Document extract
▬▬▬

So rich/privileged or poor, or anywhere between, my MCs don't have a great deal of ambition!  This is problematic when trying to consider initial motivations, goals, etc. as a starting condition.

But then, something happens, their lives are upended.  So they need to react, change, and eventually pursue something.

I'd compare that to the way Guardians of the Galaxy begins.  In the past, we are shown that Peter Quill's stability is upended (his mother dies, he's whisked away by a spaceship), but for me that's like a prologue.  When the real story begins, he's shown in the process of acquiring an artifact that he'll sell.  He has ambition, is already "protagging" or active in pursuing something.  That's like The Bride in Kill Bill, just a different sort of ambition.


----------



## La Volpe (Jul 14, 2016)

FifthView said:


> So rich/privileged or poor, or anywhere between, my MCs don't have a great deal of ambition!  This is problematic when trying to consider initial motivations, goals, etc. as a starting condition.
> 
> But then, something happens, their lives are upended.  So they need to react, change, and eventually pursue something.
> 
> I'd compare that to the way Guardians of the Galaxy begins.  In the past, we are shown that Peter Quill's stability is upended (his mother dies, he's whisked away by a spaceship), but for me that's like a prologue.  When the real story begins, he's shown in the process of acquiring an artifact that he'll sell.  He has ambition, is already "protagging" or active in pursuing something.  That's like The Bride in Kill Bill, just a different sort of ambition.



You don't necessarily need 'ambition' per se. The Guardians of the Galaxy example is a good one to illustrate this with. He's going after the artifact; but that's just his job. I.e. he is in a stable condition, and he's simply maintaining that status quo and solving a problem within that status quo.

I think a good way to start with a character like that (i.e. who is happy with the status quo) is to show them working on a problem or goal within the framework of their current status quo. That way, they're protagging without needing them to be ambitious and wanting out of the status quo. And you can therefore hold back on the main plot without making the story boring.

E.g. in your story, you have a guy who is in a privileged caste and quite content with it. But is there perhaps something he's trying to achieve within that status quo at this moment? E.g. impress his father so that he'll be allowed to go on a holiday trip or whatever? Or maybe something minor has gone wrong.

And now, looking back at your post about it on the previous page; your character is already pursuing a goal within his status quo. Freeing the woman as a favour to the regional sovereign. Ergo, if he's trying to do this favour to the sovereign and someone tries to stop him, and he pushes through anyway, and you have your 'ambition' without him having to want to change his status quo.

Also, the Bride and Peter's starts aren't the same. The Bride starts off with the main plot goal in mind (revenge), while Peter starts off with an unrelated (well, later related, but he doesn't know that) goal, and then something goes wrong and he's thrown into the main plot (and at some point decides to act instead of reacting).


----------



## FifthView (Jul 14, 2016)

La Volpe said:


> You don't necessarily need 'ambition' per se. The Guardians of the Galaxy example is a good one to illustrate this with. He's going after the artifact; but that's just his job. I.e. he is in a stable condition, and he's simply maintaining that status quo and solving a problem within that status quo.

▬▬▬

Task set
1. Answer these from the forum thread on character ambition:
(a) What is Peter Quill shown doing when the real story begins?
(b) According to La Volpe, what main plot goal does the Bride start off with?
(c) According to La Volpe, what goal is FifthView's character already pursuing within his status quo?
2. Reproduce a passage from the forum thread, beginning at the words "Also, the Bride" and stopping after "FifthView (Jul 14, 2016)".
The data isn't needed for this.

Provided material
▬▬▬

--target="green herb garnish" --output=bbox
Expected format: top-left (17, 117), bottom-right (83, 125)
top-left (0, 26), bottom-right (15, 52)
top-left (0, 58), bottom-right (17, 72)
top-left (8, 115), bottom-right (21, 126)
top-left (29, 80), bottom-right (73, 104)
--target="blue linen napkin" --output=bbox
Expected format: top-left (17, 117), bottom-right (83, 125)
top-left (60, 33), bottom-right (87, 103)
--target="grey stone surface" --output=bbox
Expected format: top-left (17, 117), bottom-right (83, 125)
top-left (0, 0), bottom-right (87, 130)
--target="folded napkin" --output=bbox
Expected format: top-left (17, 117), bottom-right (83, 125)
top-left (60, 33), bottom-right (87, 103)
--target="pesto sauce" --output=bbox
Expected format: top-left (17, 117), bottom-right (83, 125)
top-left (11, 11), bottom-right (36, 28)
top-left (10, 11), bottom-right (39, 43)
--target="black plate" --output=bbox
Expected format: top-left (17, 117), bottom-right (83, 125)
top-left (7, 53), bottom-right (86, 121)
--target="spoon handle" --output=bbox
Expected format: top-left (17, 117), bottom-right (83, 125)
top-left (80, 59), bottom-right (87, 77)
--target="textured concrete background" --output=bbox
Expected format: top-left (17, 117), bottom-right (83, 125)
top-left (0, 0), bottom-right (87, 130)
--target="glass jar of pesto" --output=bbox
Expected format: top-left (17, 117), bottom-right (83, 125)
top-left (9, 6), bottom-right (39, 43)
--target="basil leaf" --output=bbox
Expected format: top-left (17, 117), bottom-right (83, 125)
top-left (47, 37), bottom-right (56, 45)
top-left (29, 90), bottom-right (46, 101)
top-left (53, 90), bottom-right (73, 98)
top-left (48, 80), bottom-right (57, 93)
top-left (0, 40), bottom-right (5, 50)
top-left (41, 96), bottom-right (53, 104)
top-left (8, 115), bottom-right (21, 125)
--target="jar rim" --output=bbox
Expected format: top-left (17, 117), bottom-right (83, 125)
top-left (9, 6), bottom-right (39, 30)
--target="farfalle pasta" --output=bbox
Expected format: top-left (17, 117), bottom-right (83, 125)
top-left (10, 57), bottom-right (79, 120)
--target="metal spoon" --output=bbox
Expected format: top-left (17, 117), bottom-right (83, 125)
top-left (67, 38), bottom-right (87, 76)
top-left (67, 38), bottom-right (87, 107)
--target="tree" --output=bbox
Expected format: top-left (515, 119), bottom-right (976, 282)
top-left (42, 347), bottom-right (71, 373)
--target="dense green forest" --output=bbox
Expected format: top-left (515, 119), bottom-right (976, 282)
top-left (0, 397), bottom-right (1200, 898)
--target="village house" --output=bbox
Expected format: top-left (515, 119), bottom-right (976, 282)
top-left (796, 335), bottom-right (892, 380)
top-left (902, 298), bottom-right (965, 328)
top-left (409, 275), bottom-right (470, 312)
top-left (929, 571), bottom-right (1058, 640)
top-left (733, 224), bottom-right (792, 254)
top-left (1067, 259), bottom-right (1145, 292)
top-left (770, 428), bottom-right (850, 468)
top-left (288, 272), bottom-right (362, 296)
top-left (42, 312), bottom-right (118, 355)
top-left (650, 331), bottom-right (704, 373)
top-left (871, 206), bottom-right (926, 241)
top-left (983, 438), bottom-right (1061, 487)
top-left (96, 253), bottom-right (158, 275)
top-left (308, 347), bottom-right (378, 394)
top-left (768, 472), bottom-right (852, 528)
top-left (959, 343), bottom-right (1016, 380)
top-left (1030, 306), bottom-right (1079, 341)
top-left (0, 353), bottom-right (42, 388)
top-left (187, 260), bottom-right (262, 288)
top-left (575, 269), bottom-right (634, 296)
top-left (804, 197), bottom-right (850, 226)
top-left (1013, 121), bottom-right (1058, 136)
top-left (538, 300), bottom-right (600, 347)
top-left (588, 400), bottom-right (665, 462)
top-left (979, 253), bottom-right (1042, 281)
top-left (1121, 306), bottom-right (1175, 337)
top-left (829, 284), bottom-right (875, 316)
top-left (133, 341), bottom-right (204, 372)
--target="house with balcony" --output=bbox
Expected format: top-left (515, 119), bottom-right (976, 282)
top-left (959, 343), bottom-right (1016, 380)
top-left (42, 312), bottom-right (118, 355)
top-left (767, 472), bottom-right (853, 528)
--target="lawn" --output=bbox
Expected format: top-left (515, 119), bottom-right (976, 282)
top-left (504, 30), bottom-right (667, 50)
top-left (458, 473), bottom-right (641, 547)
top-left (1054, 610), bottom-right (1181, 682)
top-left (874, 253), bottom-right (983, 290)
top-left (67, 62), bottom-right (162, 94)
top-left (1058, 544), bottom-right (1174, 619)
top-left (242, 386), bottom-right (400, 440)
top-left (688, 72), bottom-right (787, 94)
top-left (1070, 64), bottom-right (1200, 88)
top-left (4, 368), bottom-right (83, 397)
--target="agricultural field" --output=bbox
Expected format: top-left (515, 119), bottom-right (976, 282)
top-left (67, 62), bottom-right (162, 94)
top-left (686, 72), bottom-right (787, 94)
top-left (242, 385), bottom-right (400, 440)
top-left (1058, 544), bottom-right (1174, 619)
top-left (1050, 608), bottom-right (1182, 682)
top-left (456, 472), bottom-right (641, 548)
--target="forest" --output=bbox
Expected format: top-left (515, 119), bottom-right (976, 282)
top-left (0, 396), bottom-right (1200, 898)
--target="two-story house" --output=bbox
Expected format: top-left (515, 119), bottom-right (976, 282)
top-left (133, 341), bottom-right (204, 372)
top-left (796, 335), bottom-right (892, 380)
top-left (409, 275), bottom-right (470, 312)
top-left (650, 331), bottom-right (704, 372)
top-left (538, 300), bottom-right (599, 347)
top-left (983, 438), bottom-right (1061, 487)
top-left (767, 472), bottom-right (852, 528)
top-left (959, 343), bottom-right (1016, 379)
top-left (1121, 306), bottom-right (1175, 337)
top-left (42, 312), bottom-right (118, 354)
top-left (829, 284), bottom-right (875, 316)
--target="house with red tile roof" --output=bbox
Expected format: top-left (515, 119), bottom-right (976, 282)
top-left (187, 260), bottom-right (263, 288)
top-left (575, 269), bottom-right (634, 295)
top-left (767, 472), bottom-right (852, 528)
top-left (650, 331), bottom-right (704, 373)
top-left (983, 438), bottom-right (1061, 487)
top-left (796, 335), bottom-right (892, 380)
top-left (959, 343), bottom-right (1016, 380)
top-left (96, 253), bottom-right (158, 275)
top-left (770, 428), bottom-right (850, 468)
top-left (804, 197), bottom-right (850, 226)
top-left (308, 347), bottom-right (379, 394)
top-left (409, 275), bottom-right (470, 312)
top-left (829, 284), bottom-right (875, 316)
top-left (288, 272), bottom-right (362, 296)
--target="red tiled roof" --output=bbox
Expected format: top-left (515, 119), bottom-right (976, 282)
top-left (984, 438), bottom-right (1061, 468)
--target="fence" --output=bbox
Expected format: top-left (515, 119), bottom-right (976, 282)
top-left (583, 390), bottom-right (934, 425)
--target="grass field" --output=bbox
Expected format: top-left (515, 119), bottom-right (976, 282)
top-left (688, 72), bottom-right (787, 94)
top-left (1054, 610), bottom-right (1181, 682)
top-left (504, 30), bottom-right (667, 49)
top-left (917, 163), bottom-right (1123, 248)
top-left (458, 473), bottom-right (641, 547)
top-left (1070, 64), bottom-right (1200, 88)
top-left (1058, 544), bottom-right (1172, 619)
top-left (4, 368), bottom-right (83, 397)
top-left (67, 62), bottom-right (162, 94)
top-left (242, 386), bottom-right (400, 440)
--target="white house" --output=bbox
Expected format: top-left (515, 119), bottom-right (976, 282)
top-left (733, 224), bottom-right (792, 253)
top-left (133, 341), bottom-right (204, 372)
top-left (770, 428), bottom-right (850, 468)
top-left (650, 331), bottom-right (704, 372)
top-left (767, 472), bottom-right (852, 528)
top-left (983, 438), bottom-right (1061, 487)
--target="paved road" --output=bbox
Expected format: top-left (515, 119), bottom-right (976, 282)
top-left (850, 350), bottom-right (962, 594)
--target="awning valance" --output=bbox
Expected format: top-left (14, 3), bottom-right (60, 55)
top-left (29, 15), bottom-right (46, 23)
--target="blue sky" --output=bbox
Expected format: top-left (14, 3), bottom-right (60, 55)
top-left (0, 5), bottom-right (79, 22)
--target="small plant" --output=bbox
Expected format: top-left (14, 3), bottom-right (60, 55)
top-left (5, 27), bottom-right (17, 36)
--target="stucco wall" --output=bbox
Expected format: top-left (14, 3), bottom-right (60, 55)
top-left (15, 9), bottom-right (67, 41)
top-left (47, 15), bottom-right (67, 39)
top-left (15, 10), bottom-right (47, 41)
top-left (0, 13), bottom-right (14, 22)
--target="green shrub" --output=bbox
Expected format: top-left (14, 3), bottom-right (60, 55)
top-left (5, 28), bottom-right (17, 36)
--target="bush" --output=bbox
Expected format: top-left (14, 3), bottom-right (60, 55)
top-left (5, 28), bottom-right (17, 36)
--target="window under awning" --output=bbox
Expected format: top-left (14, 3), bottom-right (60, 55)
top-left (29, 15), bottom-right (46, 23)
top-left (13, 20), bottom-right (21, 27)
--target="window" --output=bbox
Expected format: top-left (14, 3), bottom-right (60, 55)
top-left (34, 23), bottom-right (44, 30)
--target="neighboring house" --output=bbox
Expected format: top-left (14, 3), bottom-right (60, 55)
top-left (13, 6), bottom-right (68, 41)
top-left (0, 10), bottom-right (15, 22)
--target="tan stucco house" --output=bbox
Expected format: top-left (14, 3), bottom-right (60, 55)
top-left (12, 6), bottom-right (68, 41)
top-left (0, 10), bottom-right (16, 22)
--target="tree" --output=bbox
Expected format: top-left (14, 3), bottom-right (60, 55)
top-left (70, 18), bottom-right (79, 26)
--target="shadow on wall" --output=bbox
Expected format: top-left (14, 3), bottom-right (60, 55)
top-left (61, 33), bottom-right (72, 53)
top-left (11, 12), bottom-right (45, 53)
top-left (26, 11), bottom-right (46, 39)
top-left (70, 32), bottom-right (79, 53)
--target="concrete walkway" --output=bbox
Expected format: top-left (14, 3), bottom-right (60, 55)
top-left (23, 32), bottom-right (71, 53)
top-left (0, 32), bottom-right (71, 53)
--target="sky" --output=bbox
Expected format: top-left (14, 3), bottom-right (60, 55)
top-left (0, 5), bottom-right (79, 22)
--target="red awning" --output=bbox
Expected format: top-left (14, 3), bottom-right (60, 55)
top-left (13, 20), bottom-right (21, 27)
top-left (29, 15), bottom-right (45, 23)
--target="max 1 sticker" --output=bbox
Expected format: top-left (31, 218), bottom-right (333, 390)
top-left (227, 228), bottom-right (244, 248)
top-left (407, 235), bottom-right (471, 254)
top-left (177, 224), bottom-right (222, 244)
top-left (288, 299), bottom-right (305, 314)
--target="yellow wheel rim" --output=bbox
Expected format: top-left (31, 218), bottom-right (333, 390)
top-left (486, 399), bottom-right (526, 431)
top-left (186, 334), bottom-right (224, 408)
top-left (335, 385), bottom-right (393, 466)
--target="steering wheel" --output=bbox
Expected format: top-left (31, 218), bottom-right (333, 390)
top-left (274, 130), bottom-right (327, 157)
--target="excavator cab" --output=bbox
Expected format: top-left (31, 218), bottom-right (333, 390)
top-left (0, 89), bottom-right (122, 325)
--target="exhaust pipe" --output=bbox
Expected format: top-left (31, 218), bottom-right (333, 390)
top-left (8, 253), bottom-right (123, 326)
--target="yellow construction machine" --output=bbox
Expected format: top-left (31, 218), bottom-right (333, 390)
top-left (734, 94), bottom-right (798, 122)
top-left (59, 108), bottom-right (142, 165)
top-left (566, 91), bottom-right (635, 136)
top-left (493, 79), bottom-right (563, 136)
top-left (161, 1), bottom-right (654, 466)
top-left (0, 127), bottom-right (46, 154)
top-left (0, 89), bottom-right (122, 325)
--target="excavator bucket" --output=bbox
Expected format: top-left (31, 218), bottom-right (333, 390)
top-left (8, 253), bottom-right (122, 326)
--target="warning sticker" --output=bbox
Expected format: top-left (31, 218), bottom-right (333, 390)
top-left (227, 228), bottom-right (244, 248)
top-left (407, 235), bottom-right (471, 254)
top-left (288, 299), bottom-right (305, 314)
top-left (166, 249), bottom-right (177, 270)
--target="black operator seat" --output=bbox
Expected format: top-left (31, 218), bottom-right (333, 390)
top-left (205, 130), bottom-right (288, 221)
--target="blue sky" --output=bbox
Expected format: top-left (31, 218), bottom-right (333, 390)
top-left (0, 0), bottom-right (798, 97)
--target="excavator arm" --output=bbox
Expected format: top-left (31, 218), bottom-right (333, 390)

▬▬▬

Solution set
1.
(a) He is shown in the process of acquiring an artifact that he'll sell.
(b) Revenge.
(c) Freeing the woman as a favour to the regional sovereign.

2.
Also, the Bride and Peter's starts aren't the same. The Bride starts off with the main plot goal in mind (revenge), while Peter starts off with an unrelated (well, later related, but he doesn't know that) goal, and then something goes wrong and he's thrown into the main plot (and at some point decides to act instead of reacting).


----------



## FifthView (Jul 14, 2016)